▶ **OBJECTIVE**
Copy all of the following records word for word, leaving out the pictures.
begin THE RECORDS
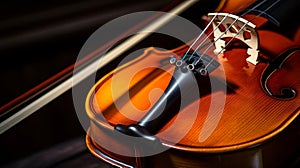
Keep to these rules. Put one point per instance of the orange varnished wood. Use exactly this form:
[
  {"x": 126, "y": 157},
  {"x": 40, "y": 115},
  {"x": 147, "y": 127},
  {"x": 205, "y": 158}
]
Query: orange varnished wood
[{"x": 250, "y": 116}]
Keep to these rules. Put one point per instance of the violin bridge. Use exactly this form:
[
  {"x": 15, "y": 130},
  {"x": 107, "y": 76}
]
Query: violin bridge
[{"x": 232, "y": 26}]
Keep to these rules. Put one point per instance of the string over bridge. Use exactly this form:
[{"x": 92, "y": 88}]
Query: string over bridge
[
  {"x": 235, "y": 27},
  {"x": 197, "y": 63}
]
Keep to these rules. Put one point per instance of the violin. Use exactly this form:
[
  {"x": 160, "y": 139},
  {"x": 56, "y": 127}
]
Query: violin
[
  {"x": 227, "y": 96},
  {"x": 212, "y": 102}
]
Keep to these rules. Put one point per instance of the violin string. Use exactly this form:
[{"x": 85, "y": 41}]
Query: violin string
[
  {"x": 206, "y": 38},
  {"x": 200, "y": 35},
  {"x": 201, "y": 44},
  {"x": 230, "y": 26},
  {"x": 239, "y": 32}
]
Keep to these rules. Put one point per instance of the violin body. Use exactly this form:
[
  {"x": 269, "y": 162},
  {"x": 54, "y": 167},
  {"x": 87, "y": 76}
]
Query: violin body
[{"x": 242, "y": 106}]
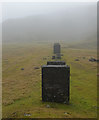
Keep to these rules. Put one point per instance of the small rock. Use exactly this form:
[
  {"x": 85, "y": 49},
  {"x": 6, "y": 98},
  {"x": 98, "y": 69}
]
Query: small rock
[{"x": 76, "y": 59}]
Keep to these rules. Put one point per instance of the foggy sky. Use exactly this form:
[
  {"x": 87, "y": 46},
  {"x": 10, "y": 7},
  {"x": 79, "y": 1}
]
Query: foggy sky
[{"x": 49, "y": 21}]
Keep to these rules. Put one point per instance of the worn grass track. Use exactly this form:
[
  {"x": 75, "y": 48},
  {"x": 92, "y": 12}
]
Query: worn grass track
[{"x": 22, "y": 88}]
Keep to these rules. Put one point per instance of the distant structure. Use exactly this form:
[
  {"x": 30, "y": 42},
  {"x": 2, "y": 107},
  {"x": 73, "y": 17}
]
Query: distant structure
[
  {"x": 56, "y": 79},
  {"x": 56, "y": 82},
  {"x": 57, "y": 48}
]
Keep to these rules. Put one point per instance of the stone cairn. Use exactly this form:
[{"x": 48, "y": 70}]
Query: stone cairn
[{"x": 56, "y": 80}]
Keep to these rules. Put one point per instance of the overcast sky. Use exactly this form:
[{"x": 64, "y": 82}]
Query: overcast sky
[{"x": 18, "y": 10}]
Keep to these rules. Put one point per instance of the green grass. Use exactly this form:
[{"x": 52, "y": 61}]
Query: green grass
[{"x": 22, "y": 89}]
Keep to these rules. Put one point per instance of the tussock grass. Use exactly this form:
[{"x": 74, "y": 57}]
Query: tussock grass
[{"x": 22, "y": 88}]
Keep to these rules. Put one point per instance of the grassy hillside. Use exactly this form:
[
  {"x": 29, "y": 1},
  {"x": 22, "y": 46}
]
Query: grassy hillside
[{"x": 22, "y": 88}]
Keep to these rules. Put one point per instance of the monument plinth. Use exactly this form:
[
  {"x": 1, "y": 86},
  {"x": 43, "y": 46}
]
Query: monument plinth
[{"x": 55, "y": 82}]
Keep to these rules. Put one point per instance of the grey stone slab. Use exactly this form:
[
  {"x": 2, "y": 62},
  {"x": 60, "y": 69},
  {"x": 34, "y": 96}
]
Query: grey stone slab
[{"x": 55, "y": 83}]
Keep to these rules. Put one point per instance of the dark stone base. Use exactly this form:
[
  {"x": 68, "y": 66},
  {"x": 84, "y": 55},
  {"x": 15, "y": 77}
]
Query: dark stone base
[{"x": 55, "y": 83}]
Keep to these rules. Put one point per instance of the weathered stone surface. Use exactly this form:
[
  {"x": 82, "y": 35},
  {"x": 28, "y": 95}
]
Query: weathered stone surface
[
  {"x": 58, "y": 56},
  {"x": 57, "y": 48},
  {"x": 56, "y": 63},
  {"x": 55, "y": 83}
]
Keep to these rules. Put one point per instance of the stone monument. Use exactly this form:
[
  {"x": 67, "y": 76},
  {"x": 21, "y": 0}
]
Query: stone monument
[{"x": 56, "y": 82}]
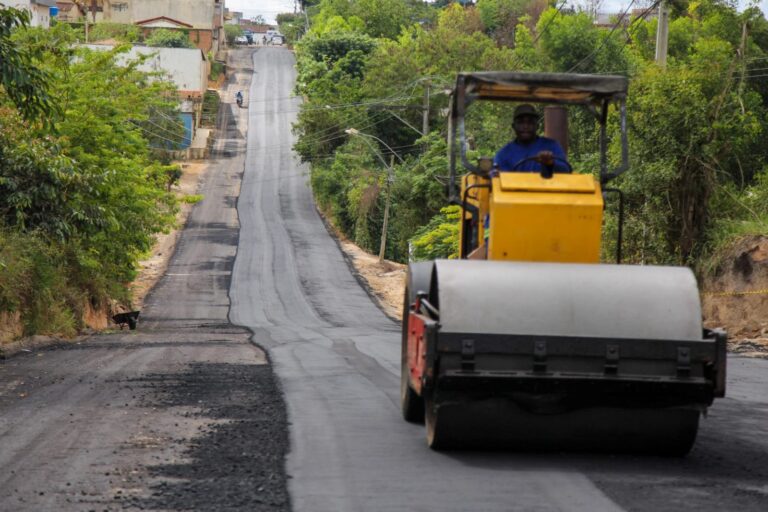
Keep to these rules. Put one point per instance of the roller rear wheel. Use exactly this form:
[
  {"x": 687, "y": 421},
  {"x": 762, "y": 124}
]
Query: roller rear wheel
[{"x": 437, "y": 429}]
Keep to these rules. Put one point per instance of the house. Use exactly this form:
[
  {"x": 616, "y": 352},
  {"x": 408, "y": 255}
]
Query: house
[
  {"x": 186, "y": 68},
  {"x": 203, "y": 20},
  {"x": 39, "y": 10}
]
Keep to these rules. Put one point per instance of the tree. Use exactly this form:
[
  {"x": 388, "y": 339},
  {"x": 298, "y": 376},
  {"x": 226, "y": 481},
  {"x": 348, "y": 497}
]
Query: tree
[
  {"x": 232, "y": 32},
  {"x": 25, "y": 84},
  {"x": 167, "y": 38}
]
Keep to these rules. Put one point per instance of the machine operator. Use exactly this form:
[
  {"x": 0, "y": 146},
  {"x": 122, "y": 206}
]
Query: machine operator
[{"x": 530, "y": 152}]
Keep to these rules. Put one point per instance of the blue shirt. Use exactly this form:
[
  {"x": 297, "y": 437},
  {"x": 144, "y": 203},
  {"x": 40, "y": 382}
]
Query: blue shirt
[{"x": 514, "y": 152}]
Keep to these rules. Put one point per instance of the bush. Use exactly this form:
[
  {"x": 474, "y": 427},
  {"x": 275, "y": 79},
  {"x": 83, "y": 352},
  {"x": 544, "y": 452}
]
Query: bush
[
  {"x": 166, "y": 38},
  {"x": 124, "y": 33}
]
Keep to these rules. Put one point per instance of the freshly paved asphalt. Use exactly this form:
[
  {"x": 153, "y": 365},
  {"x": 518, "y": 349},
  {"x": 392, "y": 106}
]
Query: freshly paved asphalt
[
  {"x": 183, "y": 414},
  {"x": 337, "y": 357}
]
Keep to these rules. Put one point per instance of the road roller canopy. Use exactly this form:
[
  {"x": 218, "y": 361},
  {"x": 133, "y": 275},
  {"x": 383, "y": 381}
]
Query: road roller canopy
[
  {"x": 558, "y": 88},
  {"x": 595, "y": 92}
]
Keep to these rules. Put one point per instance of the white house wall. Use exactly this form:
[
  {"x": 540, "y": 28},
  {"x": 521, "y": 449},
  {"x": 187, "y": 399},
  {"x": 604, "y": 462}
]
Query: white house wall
[
  {"x": 185, "y": 67},
  {"x": 198, "y": 13},
  {"x": 40, "y": 14}
]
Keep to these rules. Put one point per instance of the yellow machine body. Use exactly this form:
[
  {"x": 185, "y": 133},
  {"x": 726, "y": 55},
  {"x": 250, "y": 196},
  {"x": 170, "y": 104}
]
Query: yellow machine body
[{"x": 531, "y": 218}]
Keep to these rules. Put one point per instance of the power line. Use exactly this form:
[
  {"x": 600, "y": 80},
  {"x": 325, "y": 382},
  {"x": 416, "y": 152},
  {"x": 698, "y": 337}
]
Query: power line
[{"x": 607, "y": 38}]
end THE RECORDS
▶ **RESPONSE**
Keep to these rules. Put one point per instance of the orange varnished wood. Use exactly this form:
[
  {"x": 126, "y": 157},
  {"x": 40, "y": 115},
  {"x": 147, "y": 127},
  {"x": 205, "y": 158}
]
Query: orange varnished wood
[{"x": 250, "y": 116}]
Keep to these rules. Put one point per instance of the violin bridge. Use exactly this form:
[
  {"x": 15, "y": 130},
  {"x": 107, "y": 76}
]
Query: violin bridge
[{"x": 232, "y": 26}]
Keep to these rules. Put one point per instance of the string over bridge. Use exactly this form:
[{"x": 92, "y": 88}]
Query: string over bridge
[
  {"x": 235, "y": 27},
  {"x": 197, "y": 63}
]
Keep to these rules. Put one point per instance of the violin. Use exactly this form:
[
  {"x": 160, "y": 139},
  {"x": 56, "y": 127}
]
Query: violin
[
  {"x": 227, "y": 96},
  {"x": 212, "y": 102}
]
Keep to these rules. Put one point per instance of the violin string. Use exactly this form:
[{"x": 85, "y": 41}]
Query: violin string
[
  {"x": 206, "y": 38},
  {"x": 200, "y": 35},
  {"x": 201, "y": 44},
  {"x": 230, "y": 26},
  {"x": 239, "y": 32}
]
Keep to these rules. Put one point per instance of the violin body. Use exactly this form:
[
  {"x": 269, "y": 162},
  {"x": 54, "y": 167},
  {"x": 87, "y": 76}
]
Query: violin body
[{"x": 242, "y": 106}]
Keep to these rules. Put one point per instance of the small rock. Use exactly this form:
[
  {"x": 85, "y": 49},
  {"x": 6, "y": 98},
  {"x": 98, "y": 69}
]
Query: small rock
[{"x": 76, "y": 59}]
Keep to these rules. Put one point per instance of the foggy sky. Use exactly this form:
[
  {"x": 87, "y": 46},
  {"x": 10, "y": 7},
  {"x": 79, "y": 1}
]
Query: foggy sky
[{"x": 49, "y": 21}]
Keep to these rules. Put one point per instance of the worn grass track. Use exactly this form:
[
  {"x": 75, "y": 48},
  {"x": 92, "y": 12}
]
Query: worn grass track
[{"x": 22, "y": 88}]
Keep to these rules. Put one point per instance of the distant structure. Use exactly this form:
[
  {"x": 30, "y": 42},
  {"x": 2, "y": 107},
  {"x": 73, "y": 17}
]
Query: distant structure
[
  {"x": 56, "y": 79},
  {"x": 56, "y": 82},
  {"x": 57, "y": 48}
]
Keep to these rules. Put one point per instance of the stone cairn. Use exactly this form:
[{"x": 48, "y": 70}]
Query: stone cairn
[{"x": 56, "y": 80}]
Keep to these rules. Put one point per instance of the overcast sky. Use exactly this form:
[{"x": 64, "y": 82}]
Query: overcast sky
[{"x": 18, "y": 10}]
Keep to these rules. Put one point per instance of the green grass. Use exactly this form:
[{"x": 52, "y": 61}]
Query: green grass
[{"x": 22, "y": 89}]
Keep to these rules. Put one point per instance of the tussock grass. Use exactly this form:
[{"x": 74, "y": 57}]
Query: tussock grass
[{"x": 22, "y": 88}]
Keep to these rules. Put one point per instance of the grassy hillside. Use exactly this form:
[
  {"x": 29, "y": 1},
  {"x": 22, "y": 46}
]
Query: grassy hillside
[{"x": 22, "y": 88}]
Keep to these rules. Put one point per instance of the monument plinth. Use exactly this form:
[
  {"x": 1, "y": 86},
  {"x": 43, "y": 46}
]
Query: monument plinth
[{"x": 55, "y": 82}]
Keep to these rules. Put one point per instance of the grey stone slab. Use exactly this form:
[
  {"x": 2, "y": 62},
  {"x": 60, "y": 69},
  {"x": 34, "y": 96}
]
Query: grey stone slab
[{"x": 55, "y": 83}]
Keep to these rules. Put one point per instance of the dark stone base. Use exactly this form:
[
  {"x": 68, "y": 66},
  {"x": 84, "y": 55},
  {"x": 15, "y": 77}
]
Query: dark stone base
[{"x": 55, "y": 83}]
Keep to these rules. Put one point per instance of the weathered stone surface. Use exactly this form:
[
  {"x": 82, "y": 35},
  {"x": 28, "y": 95}
]
Query: weathered stone surface
[
  {"x": 58, "y": 56},
  {"x": 57, "y": 48},
  {"x": 56, "y": 63},
  {"x": 55, "y": 83}
]
Keep to these rules. Put one point per instance of the stone monument. Use exactly this form:
[
  {"x": 67, "y": 76},
  {"x": 21, "y": 0}
]
Query: stone monument
[{"x": 56, "y": 82}]
Keep to these rules. Put one point per instance of the roller rear wheel. Use exactly this form:
[
  {"x": 687, "y": 421},
  {"x": 762, "y": 124}
]
Query: roller rear wheel
[{"x": 437, "y": 429}]
Keep to these rules. Put one point per instance of the house. Use exactly this form:
[
  {"x": 616, "y": 352},
  {"x": 408, "y": 255}
]
Query: house
[
  {"x": 186, "y": 68},
  {"x": 203, "y": 20},
  {"x": 39, "y": 10}
]
Keep to these rules. Put one point per instance of the tree. Use exactly this form:
[
  {"x": 388, "y": 339},
  {"x": 298, "y": 376},
  {"x": 226, "y": 481},
  {"x": 348, "y": 497}
]
Query: tree
[
  {"x": 232, "y": 32},
  {"x": 25, "y": 84},
  {"x": 167, "y": 38}
]
Keep to these rules. Put one point per instance of the machine operator. Use exactly this form:
[
  {"x": 0, "y": 146},
  {"x": 122, "y": 206}
]
Query: machine operator
[{"x": 530, "y": 152}]
Keep to these rules. Put one point per instance of the blue shirt. Use exactly this form:
[
  {"x": 297, "y": 437},
  {"x": 144, "y": 203},
  {"x": 40, "y": 382}
]
Query: blue shirt
[{"x": 514, "y": 152}]
Keep to these rules. Put one point per instance of the bush. Use exactly this form:
[
  {"x": 474, "y": 427},
  {"x": 275, "y": 79},
  {"x": 83, "y": 352},
  {"x": 544, "y": 452}
]
Query: bush
[
  {"x": 166, "y": 38},
  {"x": 124, "y": 33}
]
Keep to these rules. Put one point per instance of the freshly paved asphalt. Use exactly this form:
[
  {"x": 153, "y": 365},
  {"x": 518, "y": 349},
  {"x": 392, "y": 106}
]
Query: freshly paved asphalt
[
  {"x": 183, "y": 414},
  {"x": 337, "y": 357}
]
Keep to these rules. Put one point per instance of the road roller canopy. Use exactly this form:
[
  {"x": 218, "y": 361},
  {"x": 133, "y": 275},
  {"x": 383, "y": 381}
]
Query: road roller canopy
[
  {"x": 558, "y": 88},
  {"x": 595, "y": 92}
]
Keep to these rules. Put one point per instance of the white house wall. Use exactly this form:
[
  {"x": 540, "y": 28},
  {"x": 521, "y": 449},
  {"x": 187, "y": 399},
  {"x": 604, "y": 462}
]
Query: white house wall
[
  {"x": 185, "y": 67},
  {"x": 198, "y": 13},
  {"x": 40, "y": 14}
]
Keep to these rules. Put one point per instance of the yellow machine body. Use exactly this form:
[
  {"x": 185, "y": 133},
  {"x": 726, "y": 55},
  {"x": 250, "y": 196},
  {"x": 170, "y": 104}
]
Query: yellow machine body
[{"x": 531, "y": 218}]
Keep to these rules. Put one point per instance of the power line. Use exactly this form:
[
  {"x": 600, "y": 80},
  {"x": 325, "y": 382},
  {"x": 416, "y": 152},
  {"x": 698, "y": 337}
]
Query: power line
[{"x": 607, "y": 38}]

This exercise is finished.